What to do
a) In the space junk brief, rewrite the paragraph beginning "There are at least 22,000" as a short bulleted list that keeps its main facts.
b) List every calendar date or year mentioned in the space junk brief, together with what happened at that time.

***** Selected extract

Science Briefs

International Space Station narrowly missed by space junk
Astronauts in the International Space Station took shelter in two docked spacecraft on March 24 as a piece of space junk passed dangerously close to the station. The debris, from the 2009 collision between an abandoned Russian satellite and an operational American one, passed the station without incident at a distance of 23 km.

There are at least 22,000 large (greater than 10 cm in diameter) objects in orbit around Earth. NASA estimates the population of smaller debris (between 1 and 10 cm) at about 500,000. At the high speeds at which objects in orbit travel, even a small piece of debris can do a lot of damage.

The International Space Station, the most heavily-shielded spacecraft ever flown, is capable of manoeuvring out of the way of debris, but only if it is detected far enough in advance. The threatening piece of debris was detected on March 23, which did not provide enough time to adjust the Space Station’s orbit.

This is the third time in 12 years that the ISS has been in danger from space junk. A closer call came in June 2011, when orbiting debris passed within 335 m of the station.

**********
***** Dataset excerpts

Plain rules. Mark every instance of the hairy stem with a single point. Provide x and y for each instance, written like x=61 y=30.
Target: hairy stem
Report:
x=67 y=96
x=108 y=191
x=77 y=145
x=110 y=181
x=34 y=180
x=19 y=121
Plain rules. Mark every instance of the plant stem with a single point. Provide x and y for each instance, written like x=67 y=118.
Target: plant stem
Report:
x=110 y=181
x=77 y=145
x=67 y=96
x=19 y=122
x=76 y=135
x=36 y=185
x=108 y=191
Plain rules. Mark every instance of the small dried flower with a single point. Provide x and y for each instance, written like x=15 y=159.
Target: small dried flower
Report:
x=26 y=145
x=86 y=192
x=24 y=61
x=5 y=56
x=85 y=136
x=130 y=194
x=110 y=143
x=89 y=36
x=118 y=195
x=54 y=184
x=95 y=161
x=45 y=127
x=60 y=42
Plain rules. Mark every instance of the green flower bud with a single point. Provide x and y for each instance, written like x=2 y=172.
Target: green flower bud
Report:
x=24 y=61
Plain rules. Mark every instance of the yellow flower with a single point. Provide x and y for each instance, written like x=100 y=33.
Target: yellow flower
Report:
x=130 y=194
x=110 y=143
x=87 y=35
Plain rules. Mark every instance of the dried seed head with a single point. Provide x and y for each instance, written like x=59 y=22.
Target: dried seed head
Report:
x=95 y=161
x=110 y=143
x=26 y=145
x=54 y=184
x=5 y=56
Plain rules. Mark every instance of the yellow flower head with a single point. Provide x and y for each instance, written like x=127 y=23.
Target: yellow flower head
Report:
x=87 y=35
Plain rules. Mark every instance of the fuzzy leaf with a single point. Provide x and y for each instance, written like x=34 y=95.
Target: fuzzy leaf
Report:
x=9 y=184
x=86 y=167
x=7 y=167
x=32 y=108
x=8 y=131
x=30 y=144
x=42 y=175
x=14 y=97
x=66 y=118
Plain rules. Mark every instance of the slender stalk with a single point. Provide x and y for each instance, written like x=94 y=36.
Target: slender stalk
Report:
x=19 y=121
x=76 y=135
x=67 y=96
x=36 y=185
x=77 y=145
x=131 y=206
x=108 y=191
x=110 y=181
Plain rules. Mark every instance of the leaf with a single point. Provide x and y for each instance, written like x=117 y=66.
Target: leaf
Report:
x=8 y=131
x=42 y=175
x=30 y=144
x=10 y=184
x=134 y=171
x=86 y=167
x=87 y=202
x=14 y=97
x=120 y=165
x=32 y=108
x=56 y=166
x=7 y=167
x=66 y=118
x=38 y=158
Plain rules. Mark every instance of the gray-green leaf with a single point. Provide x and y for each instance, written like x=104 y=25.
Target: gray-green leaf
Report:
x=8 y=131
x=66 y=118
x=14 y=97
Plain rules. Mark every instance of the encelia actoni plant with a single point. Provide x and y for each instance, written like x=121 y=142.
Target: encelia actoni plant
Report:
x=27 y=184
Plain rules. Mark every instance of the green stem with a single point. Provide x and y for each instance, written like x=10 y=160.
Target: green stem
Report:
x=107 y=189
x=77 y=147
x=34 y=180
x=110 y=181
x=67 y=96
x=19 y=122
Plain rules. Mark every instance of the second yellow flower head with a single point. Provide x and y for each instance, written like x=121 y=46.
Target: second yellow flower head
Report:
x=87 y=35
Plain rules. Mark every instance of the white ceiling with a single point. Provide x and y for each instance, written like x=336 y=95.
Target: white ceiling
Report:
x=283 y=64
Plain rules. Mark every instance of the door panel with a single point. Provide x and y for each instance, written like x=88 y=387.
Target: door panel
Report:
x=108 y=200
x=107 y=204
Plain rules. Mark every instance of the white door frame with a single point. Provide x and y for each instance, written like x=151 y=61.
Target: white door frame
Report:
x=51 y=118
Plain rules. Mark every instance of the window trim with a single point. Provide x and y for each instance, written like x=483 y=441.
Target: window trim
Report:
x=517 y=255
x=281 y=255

**********

Answers in order
a)
- At least 22,000 large objects (over 10 cm in diameter) orbit Earth.
- NASA estimates about 500,000 smaller pieces of debris (1 to 10 cm).
- Because orbiting objects travel at high speeds, even small debris can cause much damage.

b)
- March 24: astronauts took shelter in two docked spacecraft as debris passed the station.
- 2009: an abandoned Russian satellite collided with an operational American one.
- March 23: the threatening piece of debris was detected.
- June 2011: orbiting debris passed within 335 m of the station.